[Assigned task 1]:
In the passage on mass murder rates, what is the U.S. age-adjusted death rate from all causes?
[Assigned task 2]:
Summarize the passage on mass murder rates in two sentences.
[Assigned task 3]:
Pick up the passage on mass murder rates after its final sentence and keep writing.

[Extract provided]:
++++++++++
5 Wikipedia is not a very reliable source. The World Health Organization, an arm of the United Nations, which keeps more voluminous records but whose reports are never released less than four years after the data were collected, is somewhat more reliable but not entirely reliable. The Wikipedia source was selected based  ease of use, though the data are admidedly incomplete and less than completely reliable.

The composition of the list seems to imply that all killings on their list, with the exception of those by vehicle, grenade and other, were committed with firearms. I’m sure that the majority were, yet there have been other forms of mass murder committed since 1909, including the practice of stoning, the machete murders in Rwanda, etc.

Now for some perspective.

As I noted, the list is incomplete. If we assume that all the listed mass killings occurred in a single year, and if we multiply the total by 10, and divide into the global population, we get a mass murder rate of about 1.8 millionths of one percent (0.0000018). Most mortality rate figures are expressed as a fraction of a uniform 100,000 person cohort. Expressed in this fashion, the mass murder rate listed by Wikipedia, occurring in a single year and multiplied by 10 gives a rate of 0.018 deaths per 100,000, about one fifty-fifth of a death.

As we noted above, each untimely death is a tragedy. One fifty-fifth of a single death per 100,000, spread across the entire population of the seven billion humans who inhabit the Earth, lends valuable perspective. Though the 24/7 information cycle provides widespread and pervasive coverage of such events, they are, in fact, vanishingly rare. Nor are they a new phenomenon. The list only goes back to 1909. Humans have been committing mass murder – including the murder of children – throughout recorded history.

As a comparison to the above, the U.S. age-adjusted death rate from all causes is 758.3:100,000. Seven Hundred fifty-eight Americans of every 100,000 can be expected to die in the course of a calendar year (Deaths: Final Data for 2008 (most recent available); National Vital Statistics Reports; Vol. 59, No. 10; published Dec. 7, 2011).
++++++++++
[Record extracts]:
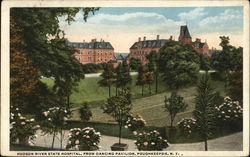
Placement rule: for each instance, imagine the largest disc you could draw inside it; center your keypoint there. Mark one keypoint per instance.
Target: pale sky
(122, 26)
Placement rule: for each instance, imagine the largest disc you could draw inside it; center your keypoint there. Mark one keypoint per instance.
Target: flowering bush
(135, 123)
(150, 141)
(187, 126)
(21, 127)
(229, 111)
(84, 139)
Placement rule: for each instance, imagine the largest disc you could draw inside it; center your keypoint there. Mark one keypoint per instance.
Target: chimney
(157, 37)
(198, 40)
(171, 37)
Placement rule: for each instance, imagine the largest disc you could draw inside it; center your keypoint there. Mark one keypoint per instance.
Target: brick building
(142, 48)
(93, 52)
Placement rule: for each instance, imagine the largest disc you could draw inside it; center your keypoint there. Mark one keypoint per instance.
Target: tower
(185, 37)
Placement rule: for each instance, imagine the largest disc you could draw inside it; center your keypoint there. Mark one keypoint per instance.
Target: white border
(6, 5)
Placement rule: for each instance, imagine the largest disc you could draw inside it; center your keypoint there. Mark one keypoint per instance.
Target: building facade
(93, 52)
(142, 48)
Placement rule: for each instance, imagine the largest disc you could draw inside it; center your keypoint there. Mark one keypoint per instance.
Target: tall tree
(42, 43)
(204, 110)
(153, 66)
(108, 77)
(122, 75)
(119, 108)
(141, 78)
(228, 60)
(179, 64)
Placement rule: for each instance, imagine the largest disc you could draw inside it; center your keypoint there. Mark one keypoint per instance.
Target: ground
(233, 142)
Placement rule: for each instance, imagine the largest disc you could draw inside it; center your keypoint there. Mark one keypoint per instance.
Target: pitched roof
(149, 44)
(184, 32)
(91, 45)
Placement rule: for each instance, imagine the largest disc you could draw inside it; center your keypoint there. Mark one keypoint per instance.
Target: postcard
(125, 78)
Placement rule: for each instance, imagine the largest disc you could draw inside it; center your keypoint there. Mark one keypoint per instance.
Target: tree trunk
(53, 140)
(205, 141)
(109, 91)
(156, 83)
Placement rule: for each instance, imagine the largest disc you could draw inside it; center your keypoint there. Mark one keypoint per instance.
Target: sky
(122, 26)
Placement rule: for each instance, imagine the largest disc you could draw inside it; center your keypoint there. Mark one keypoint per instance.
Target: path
(232, 142)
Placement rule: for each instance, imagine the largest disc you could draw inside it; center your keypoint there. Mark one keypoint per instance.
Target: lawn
(150, 107)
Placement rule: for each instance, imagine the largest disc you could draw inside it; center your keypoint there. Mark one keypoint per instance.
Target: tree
(85, 112)
(108, 77)
(141, 78)
(228, 60)
(122, 75)
(204, 110)
(35, 33)
(174, 105)
(205, 63)
(119, 108)
(149, 80)
(179, 64)
(134, 64)
(153, 66)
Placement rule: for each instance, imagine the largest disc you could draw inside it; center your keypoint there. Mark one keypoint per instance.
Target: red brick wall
(94, 55)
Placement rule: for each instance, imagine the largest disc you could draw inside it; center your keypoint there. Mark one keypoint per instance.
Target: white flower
(65, 118)
(135, 132)
(77, 142)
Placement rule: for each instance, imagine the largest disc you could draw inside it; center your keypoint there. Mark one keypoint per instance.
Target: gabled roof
(91, 45)
(149, 44)
(184, 32)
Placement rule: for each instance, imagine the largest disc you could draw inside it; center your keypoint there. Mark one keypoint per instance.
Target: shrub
(20, 127)
(135, 123)
(187, 126)
(229, 113)
(85, 112)
(151, 141)
(84, 139)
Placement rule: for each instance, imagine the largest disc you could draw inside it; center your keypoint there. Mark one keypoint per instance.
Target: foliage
(174, 105)
(235, 90)
(135, 123)
(119, 107)
(151, 141)
(20, 126)
(187, 126)
(229, 112)
(108, 76)
(179, 64)
(149, 80)
(87, 138)
(134, 64)
(141, 78)
(38, 48)
(204, 111)
(153, 66)
(122, 75)
(205, 62)
(85, 112)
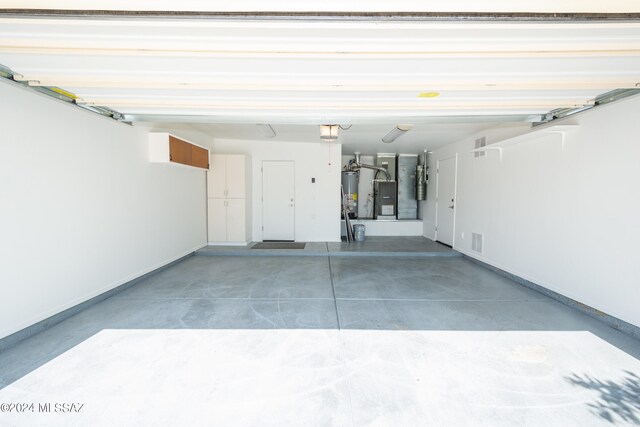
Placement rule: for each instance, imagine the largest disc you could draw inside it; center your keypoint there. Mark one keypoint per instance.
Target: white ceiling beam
(524, 6)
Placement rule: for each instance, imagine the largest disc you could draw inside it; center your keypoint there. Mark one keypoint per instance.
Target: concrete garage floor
(322, 340)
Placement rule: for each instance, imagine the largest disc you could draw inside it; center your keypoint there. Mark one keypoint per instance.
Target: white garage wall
(567, 219)
(317, 217)
(83, 210)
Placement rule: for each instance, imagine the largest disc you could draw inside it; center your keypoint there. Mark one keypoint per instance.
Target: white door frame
(455, 194)
(262, 196)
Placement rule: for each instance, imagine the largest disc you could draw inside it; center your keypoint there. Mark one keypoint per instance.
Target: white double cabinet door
(226, 187)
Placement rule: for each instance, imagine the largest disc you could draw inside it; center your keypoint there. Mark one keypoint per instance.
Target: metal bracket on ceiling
(58, 93)
(602, 99)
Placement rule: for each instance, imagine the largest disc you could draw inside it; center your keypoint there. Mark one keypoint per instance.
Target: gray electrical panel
(384, 199)
(407, 204)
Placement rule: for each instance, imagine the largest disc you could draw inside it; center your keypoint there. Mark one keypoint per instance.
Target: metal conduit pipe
(356, 165)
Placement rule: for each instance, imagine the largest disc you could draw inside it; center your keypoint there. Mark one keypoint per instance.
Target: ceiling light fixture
(266, 130)
(329, 132)
(396, 132)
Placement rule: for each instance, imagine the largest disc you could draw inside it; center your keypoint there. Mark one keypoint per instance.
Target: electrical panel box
(384, 199)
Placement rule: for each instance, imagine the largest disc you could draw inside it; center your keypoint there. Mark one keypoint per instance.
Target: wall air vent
(476, 242)
(480, 142)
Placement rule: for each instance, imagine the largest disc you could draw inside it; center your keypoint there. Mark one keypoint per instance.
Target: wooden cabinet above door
(166, 148)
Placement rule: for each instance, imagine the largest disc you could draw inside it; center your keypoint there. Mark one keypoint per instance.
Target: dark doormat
(278, 245)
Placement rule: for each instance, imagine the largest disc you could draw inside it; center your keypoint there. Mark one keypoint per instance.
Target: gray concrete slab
(236, 341)
(392, 246)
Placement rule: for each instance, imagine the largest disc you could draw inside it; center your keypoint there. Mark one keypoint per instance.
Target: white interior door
(235, 176)
(217, 223)
(217, 176)
(446, 201)
(236, 220)
(278, 201)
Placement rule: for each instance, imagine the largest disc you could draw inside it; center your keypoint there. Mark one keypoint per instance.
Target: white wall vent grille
(476, 242)
(480, 142)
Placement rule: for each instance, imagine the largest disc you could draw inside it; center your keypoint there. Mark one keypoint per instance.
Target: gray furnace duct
(350, 187)
(407, 204)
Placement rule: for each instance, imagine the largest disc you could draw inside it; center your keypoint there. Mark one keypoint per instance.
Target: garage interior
(328, 216)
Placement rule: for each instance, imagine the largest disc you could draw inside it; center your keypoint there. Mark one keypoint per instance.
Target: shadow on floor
(618, 401)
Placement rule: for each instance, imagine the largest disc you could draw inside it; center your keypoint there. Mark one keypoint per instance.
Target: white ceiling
(448, 79)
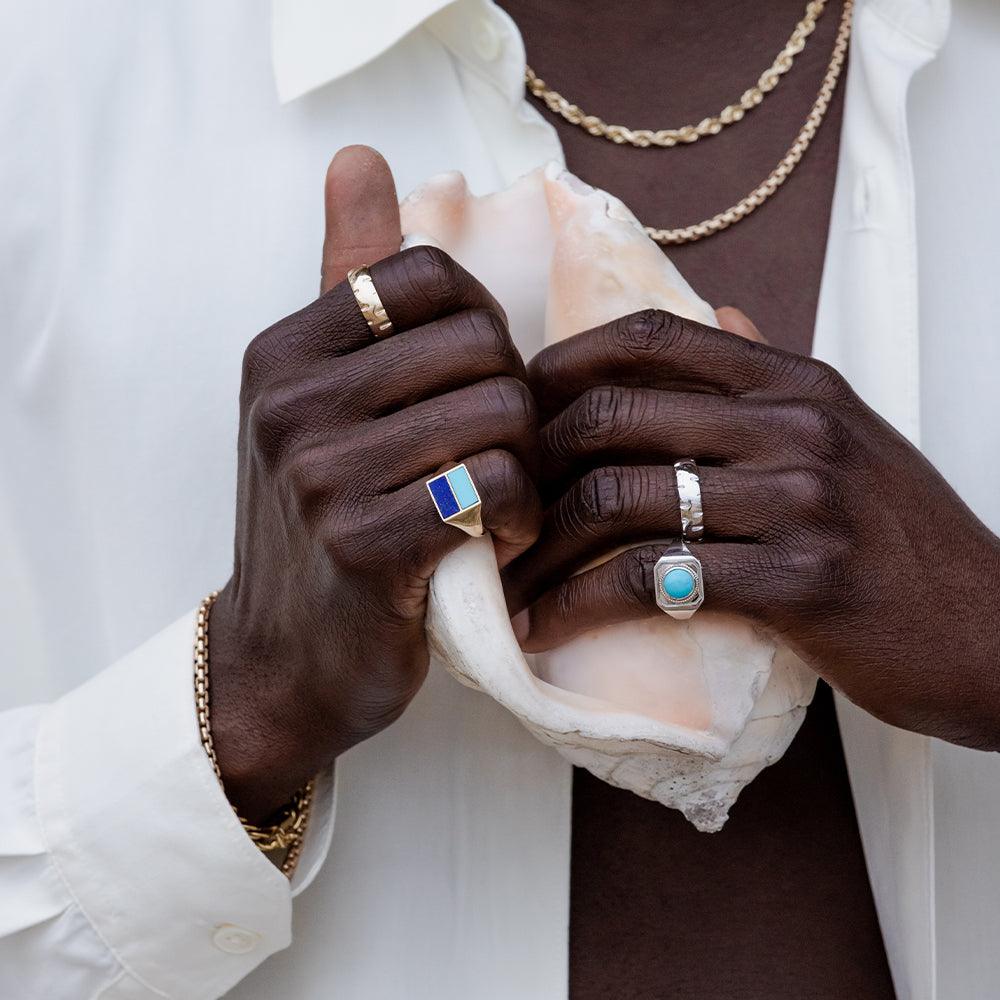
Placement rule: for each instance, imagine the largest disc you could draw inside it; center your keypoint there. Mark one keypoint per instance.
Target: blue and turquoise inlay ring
(680, 590)
(457, 500)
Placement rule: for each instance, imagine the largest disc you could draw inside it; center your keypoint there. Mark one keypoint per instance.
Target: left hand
(822, 523)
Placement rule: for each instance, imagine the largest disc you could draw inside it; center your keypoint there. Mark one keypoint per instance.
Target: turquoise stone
(678, 584)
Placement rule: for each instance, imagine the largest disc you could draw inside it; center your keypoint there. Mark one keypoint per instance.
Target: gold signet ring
(369, 302)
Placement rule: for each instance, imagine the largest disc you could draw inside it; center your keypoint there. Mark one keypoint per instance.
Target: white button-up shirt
(161, 203)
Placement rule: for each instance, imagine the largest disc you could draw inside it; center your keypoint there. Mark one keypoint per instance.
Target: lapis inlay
(443, 497)
(678, 584)
(461, 485)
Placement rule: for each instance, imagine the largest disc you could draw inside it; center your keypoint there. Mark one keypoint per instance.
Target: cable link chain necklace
(665, 138)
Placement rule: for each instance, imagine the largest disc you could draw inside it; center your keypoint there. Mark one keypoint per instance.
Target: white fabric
(159, 207)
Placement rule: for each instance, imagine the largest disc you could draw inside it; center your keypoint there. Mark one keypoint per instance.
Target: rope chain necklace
(665, 138)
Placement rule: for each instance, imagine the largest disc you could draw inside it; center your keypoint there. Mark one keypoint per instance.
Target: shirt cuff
(144, 837)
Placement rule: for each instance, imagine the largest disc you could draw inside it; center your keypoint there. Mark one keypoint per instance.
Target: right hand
(317, 641)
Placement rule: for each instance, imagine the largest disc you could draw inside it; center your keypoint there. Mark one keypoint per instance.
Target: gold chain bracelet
(288, 833)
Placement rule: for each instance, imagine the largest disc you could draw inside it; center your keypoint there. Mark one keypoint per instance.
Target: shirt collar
(314, 41)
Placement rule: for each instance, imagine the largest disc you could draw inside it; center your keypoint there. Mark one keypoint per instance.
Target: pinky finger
(623, 589)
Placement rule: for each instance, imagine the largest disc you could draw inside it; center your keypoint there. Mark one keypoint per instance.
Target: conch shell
(686, 713)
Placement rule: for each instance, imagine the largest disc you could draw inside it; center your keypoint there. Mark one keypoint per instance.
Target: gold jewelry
(781, 173)
(288, 833)
(667, 137)
(369, 302)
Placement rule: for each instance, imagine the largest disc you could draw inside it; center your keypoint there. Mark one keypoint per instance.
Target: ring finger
(742, 579)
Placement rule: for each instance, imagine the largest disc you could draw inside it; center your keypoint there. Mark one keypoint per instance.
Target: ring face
(689, 494)
(457, 500)
(369, 302)
(680, 589)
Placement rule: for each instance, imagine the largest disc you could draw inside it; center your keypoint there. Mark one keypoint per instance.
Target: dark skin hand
(822, 523)
(317, 641)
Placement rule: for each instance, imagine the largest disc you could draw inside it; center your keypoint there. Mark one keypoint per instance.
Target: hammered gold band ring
(369, 302)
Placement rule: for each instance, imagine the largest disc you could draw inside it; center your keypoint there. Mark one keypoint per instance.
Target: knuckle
(499, 471)
(430, 273)
(603, 496)
(308, 486)
(487, 335)
(635, 577)
(511, 400)
(645, 333)
(258, 360)
(821, 575)
(598, 411)
(820, 427)
(824, 380)
(347, 542)
(272, 422)
(814, 494)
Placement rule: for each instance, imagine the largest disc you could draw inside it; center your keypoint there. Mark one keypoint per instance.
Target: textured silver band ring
(689, 494)
(369, 302)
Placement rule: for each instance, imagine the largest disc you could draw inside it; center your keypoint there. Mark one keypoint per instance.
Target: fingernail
(522, 625)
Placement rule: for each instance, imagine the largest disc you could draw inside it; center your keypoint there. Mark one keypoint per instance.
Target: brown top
(778, 905)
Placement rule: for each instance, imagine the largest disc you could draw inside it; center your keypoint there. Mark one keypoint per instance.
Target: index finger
(416, 286)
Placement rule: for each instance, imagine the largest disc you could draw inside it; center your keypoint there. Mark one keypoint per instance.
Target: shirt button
(234, 940)
(486, 40)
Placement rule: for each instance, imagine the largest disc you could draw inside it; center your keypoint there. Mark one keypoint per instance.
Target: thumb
(362, 213)
(733, 320)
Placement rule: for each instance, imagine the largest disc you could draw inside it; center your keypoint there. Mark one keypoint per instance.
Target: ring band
(457, 500)
(369, 302)
(680, 588)
(689, 494)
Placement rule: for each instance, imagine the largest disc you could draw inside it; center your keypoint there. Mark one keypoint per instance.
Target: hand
(317, 642)
(822, 523)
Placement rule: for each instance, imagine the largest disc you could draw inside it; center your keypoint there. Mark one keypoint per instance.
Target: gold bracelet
(288, 833)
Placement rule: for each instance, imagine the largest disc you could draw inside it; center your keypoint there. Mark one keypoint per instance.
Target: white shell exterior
(686, 713)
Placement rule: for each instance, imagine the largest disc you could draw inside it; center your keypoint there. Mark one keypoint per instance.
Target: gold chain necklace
(712, 126)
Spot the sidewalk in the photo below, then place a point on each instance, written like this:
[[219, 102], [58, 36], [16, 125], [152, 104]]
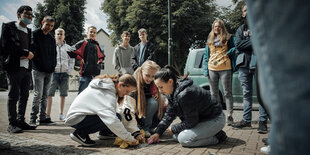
++++++++++
[Exercise answer 1]:
758.3 per 100,000.

[Exercise answer 2]:
The writer relies on an admittedly incomplete and not fully reliable Wikipedia list of mass killings since 1909, and even after assuming all of them happened in one year and multiplying by 10, gets a rate of only 0.018 deaths per 100,000. Set beside the U.S. all-cause death rate of 758.3 per 100,000, such killings are shown to be vanishingly rare and not a new phenomenon, despite heavy round-the-clock coverage.

[Exercise answer 3]:
Here is the ranking of the top 15 causes of death in the U.S. from the above report:

Cause
Number of deaths/percentage of all deaths
Heart Disease
616,828/25 percent
Cancer
565,469/22.9 percent
Emphysema
141,090/5.7 percent
Stroke
134,148/5.4 percent
Accident
121,902/4.9 percent
Alzheimer’s Disease
82.435/3.3 percent
Diabetes
70,553/2.9 percent
Influenza/Pneumonia
56,284/2.3 percent
Kidney Disease
48,237/2.0 percent
Suicide
36,035/1.5 percent
Infection
35,927/1.5 percent
Chronic Liver Disease
29,963/1.2 percent
Hypertension
25,742/1.0 percent
Parkinson’s Disease
20,438/0.8 percent
Homicide
17,826/0.7 percent
All other causes
469,062/19 percent

We all know that humans are mortal. None of us will live forever.

But since we’re discussing a particularly tragic circumstance, let’s provide some rather more specific context.

Another form of untimely death, one in which the perpetrator also intentionally violates the rules of civilization, is drunk or impaired driving.

According to the National Highway Traffic Safety Administration, 37,261 people were killed in traffic accidents in 2008. This number falls in between Kidney Disease and Suicide on the chart above and represents just over 1.5 percent of all deaths.

Of the total number of driving fatalities, 11,773 were caused by alcohol. Thirty-two (and a quarter) people die in America each day as a result of drunk driving. Many of the dead were not intoxicated, and were, in that sense at least, innocent. Many were children. Many were pedestrians. Many intoxicated drivers survived crashes in which others died.

The point of this piece is not to pick a side and convince others of the rightness of that side.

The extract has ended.